How to complete this task >> Revise the lines from the start of the listing through the line holding "box: [522, 104, 545, 164]", inclusive, so that "rough mask" becomes "coarse mask" and nothing else changes. Leave the pictures out of your answer.

[Collected data entries]
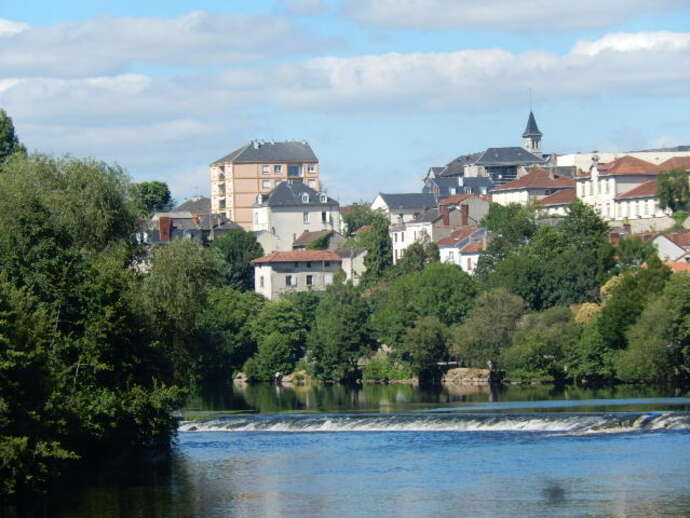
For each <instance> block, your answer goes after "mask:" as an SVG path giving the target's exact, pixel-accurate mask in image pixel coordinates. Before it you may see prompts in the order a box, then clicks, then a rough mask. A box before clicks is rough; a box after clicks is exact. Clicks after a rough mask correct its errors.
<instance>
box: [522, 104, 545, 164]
mask: <svg viewBox="0 0 690 518" xmlns="http://www.w3.org/2000/svg"><path fill="white" fill-rule="evenodd" d="M542 136H543V133H542V132H541V131H539V126H537V121H536V119H535V118H534V113H532V110H530V112H529V118H528V119H527V126H525V131H524V132H523V134H522V147H523V148H525V149H526V150H527V151H529V152H530V153H534V154H535V155H538V154H541V137H542Z"/></svg>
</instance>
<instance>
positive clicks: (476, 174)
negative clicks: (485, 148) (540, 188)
mask: <svg viewBox="0 0 690 518" xmlns="http://www.w3.org/2000/svg"><path fill="white" fill-rule="evenodd" d="M542 137H543V133H542V132H541V131H540V130H539V127H538V126H537V121H536V119H535V117H534V113H532V112H531V111H530V114H529V116H528V118H527V124H526V126H525V130H524V131H523V133H522V147H519V146H510V147H490V148H487V149H486V150H484V151H483V152H480V153H470V154H465V155H460V156H459V157H457V158H455V159H454V160H452V161H451V162H449V163H448V164H446V165H445V166H444V167H431V168H429V170H428V171H427V175H426V178H425V182H426V181H428V180H430V179H432V178H445V177H457V176H462V177H464V178H466V179H467V178H489V179H490V180H491V181H492V183H494V184H497V185H500V184H504V183H507V182H509V181H512V180H515V179H516V178H518V177H520V176H522V175H524V174H526V173H527V172H528V170H529V169H530V168H532V167H534V166H538V167H542V166H545V165H548V164H551V163H552V162H553V161H554V160H555V158H554V157H552V156H551V155H545V154H543V153H542V152H541V139H542ZM478 194H481V193H478Z"/></svg>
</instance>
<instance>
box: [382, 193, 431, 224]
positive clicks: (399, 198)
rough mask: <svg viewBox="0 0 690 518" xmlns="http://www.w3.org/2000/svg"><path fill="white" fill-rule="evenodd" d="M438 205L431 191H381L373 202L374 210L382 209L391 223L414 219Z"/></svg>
mask: <svg viewBox="0 0 690 518" xmlns="http://www.w3.org/2000/svg"><path fill="white" fill-rule="evenodd" d="M433 207H436V198H435V197H434V195H433V194H431V193H419V192H412V193H402V194H384V193H379V194H378V195H377V196H376V198H375V199H374V201H373V202H372V204H371V209H372V210H381V211H383V212H384V213H385V214H386V216H388V218H389V220H390V222H391V225H395V224H398V223H404V222H405V221H412V220H413V219H415V218H416V217H417V216H418V215H419V214H422V213H423V212H424V211H426V210H429V209H431V208H433Z"/></svg>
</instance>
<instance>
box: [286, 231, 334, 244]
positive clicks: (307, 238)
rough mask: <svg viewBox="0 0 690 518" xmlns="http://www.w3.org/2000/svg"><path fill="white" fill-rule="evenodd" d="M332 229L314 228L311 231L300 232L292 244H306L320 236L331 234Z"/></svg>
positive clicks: (309, 242) (324, 235) (318, 237)
mask: <svg viewBox="0 0 690 518" xmlns="http://www.w3.org/2000/svg"><path fill="white" fill-rule="evenodd" d="M333 232H334V231H333V230H315V231H313V232H308V231H307V232H302V234H301V235H300V236H299V237H298V238H297V239H295V242H294V243H293V244H292V245H293V246H307V245H308V244H309V243H311V242H312V241H314V240H315V239H318V238H320V237H322V236H325V235H328V234H332V233H333Z"/></svg>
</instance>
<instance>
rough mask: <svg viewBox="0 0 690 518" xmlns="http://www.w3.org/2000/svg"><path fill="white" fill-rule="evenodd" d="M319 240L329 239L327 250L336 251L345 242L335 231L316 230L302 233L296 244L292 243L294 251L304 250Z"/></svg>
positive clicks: (337, 233)
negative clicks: (340, 245)
mask: <svg viewBox="0 0 690 518" xmlns="http://www.w3.org/2000/svg"><path fill="white" fill-rule="evenodd" d="M317 239H328V243H327V246H326V248H327V249H328V250H335V249H336V248H338V247H339V246H340V245H341V244H343V242H344V241H345V238H344V237H343V236H342V234H340V233H339V232H335V231H334V230H315V231H313V232H309V231H306V232H302V234H301V235H299V236H297V239H295V241H294V243H292V249H293V250H304V249H305V248H307V246H309V244H310V243H312V242H313V241H316V240H317Z"/></svg>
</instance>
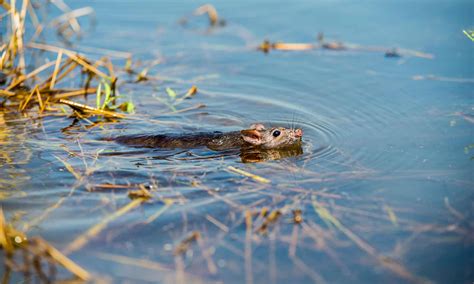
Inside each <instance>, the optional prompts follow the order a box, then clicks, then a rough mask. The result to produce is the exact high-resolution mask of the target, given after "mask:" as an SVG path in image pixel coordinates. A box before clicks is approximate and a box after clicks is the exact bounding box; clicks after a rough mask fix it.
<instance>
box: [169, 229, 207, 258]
mask: <svg viewBox="0 0 474 284" xmlns="http://www.w3.org/2000/svg"><path fill="white" fill-rule="evenodd" d="M200 238H201V233H199V232H198V231H193V232H191V233H190V234H189V236H187V237H186V238H185V239H184V240H182V241H181V242H180V243H179V244H178V245H177V246H176V248H175V249H174V252H173V254H174V255H182V254H184V253H185V252H186V251H188V249H189V247H190V246H191V244H192V243H193V242H196V241H197V240H198V239H200Z"/></svg>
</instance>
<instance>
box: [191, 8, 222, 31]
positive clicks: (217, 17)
mask: <svg viewBox="0 0 474 284" xmlns="http://www.w3.org/2000/svg"><path fill="white" fill-rule="evenodd" d="M204 14H207V16H208V17H209V22H210V23H211V26H215V25H217V24H218V23H219V15H218V14H217V10H216V8H214V6H212V5H211V4H205V5H202V6H200V7H199V8H197V9H196V10H195V11H194V15H196V16H200V15H204Z"/></svg>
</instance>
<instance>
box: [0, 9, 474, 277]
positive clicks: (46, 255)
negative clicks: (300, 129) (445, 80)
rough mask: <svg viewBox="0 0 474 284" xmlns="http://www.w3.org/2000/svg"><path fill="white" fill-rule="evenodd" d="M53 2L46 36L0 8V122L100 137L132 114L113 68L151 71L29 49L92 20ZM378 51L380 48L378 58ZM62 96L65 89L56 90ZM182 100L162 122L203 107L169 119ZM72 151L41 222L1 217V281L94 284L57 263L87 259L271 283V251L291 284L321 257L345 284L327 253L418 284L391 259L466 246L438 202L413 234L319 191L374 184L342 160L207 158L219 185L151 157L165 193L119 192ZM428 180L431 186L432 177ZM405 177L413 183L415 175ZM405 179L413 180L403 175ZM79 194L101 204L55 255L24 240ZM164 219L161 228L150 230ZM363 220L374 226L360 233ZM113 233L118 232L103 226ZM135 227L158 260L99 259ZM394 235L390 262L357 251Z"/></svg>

Solved problem >>
For each <instance> block, your answer goes after "mask:" as an SVG path giving the target's exact, pixel-accurate mask in image pixel coordinates. Before it you may see prompts in the order a box, then clicks, then a coarse mask. A box before clicks is rough; a box after clicks is exact. Clicks after a coarse mask correct its errors.
<instance>
box: [522, 104, 545, 164]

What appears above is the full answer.